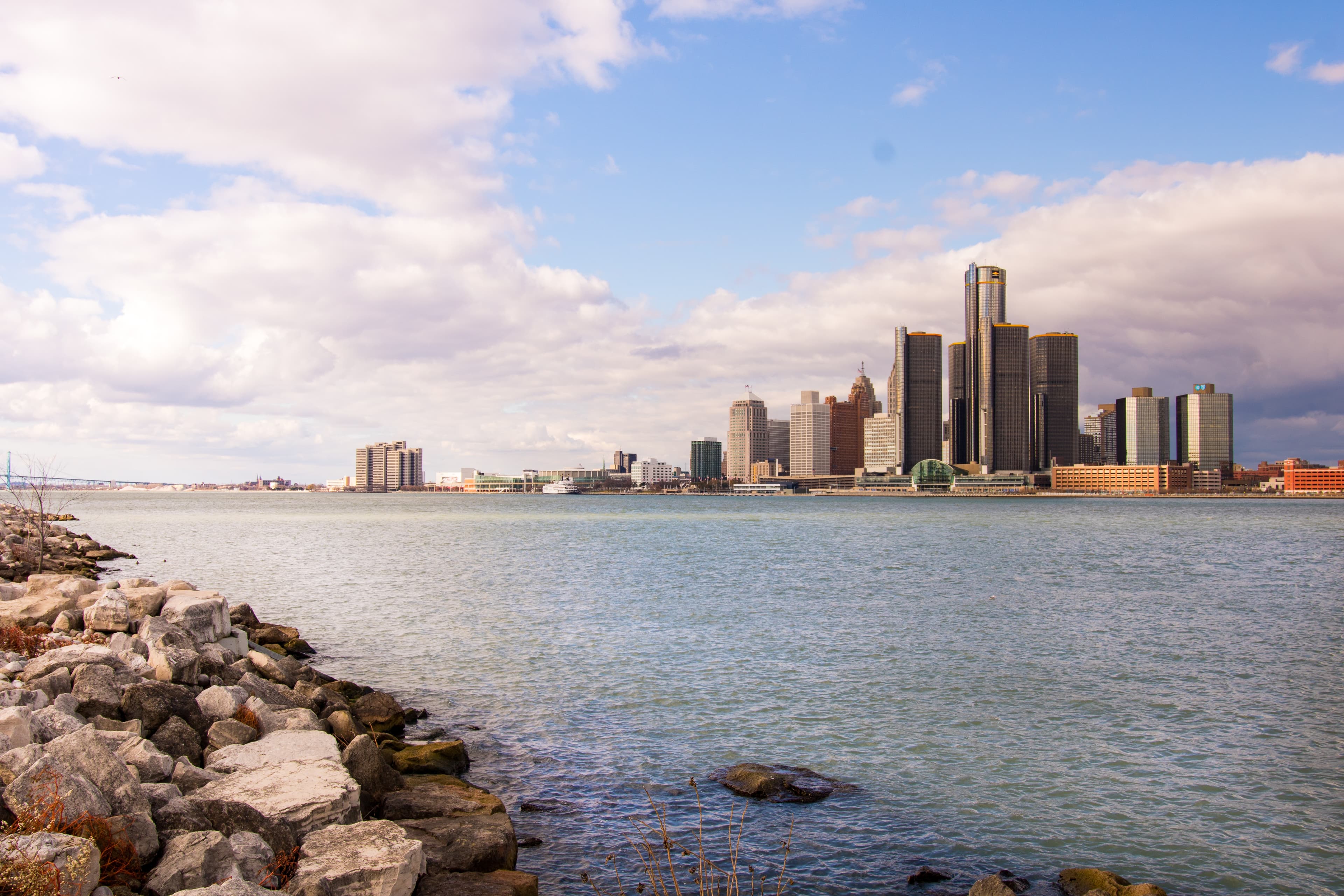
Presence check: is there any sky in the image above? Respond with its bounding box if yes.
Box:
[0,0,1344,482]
_ _ _ _ _
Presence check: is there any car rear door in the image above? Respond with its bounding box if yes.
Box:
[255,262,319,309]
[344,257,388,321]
_ _ _ _ _
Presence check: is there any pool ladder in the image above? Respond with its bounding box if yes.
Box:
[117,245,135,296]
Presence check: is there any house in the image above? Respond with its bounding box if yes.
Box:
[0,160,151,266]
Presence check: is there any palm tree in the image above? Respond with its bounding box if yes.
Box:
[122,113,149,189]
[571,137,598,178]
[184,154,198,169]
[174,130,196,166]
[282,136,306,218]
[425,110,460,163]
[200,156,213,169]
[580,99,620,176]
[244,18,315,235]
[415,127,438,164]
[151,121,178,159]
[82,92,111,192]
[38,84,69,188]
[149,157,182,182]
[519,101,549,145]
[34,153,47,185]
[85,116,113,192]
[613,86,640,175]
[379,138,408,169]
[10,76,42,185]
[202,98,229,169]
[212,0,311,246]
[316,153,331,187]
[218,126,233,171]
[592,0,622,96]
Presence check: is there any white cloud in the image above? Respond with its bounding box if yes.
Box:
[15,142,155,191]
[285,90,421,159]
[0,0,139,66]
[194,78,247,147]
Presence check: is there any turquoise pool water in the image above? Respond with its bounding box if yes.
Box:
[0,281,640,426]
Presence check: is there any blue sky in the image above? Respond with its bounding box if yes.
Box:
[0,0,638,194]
_ _ _ _ _
» **THE REQUEST**
Can you copy out the lines above word for word, beginning at the line that contains "Presence check: is there any pool" and stopping after the line that contains "[0,160,151,266]"?

» **COMPLETE OUTPUT**
Presence check: is there any pool ladder in the image above? Respond with its bounding box if yes.
Box:
[117,245,135,296]
Presence check: is there any house in the image above? Respond with its bounding box if yes.
Box:
[0,160,151,266]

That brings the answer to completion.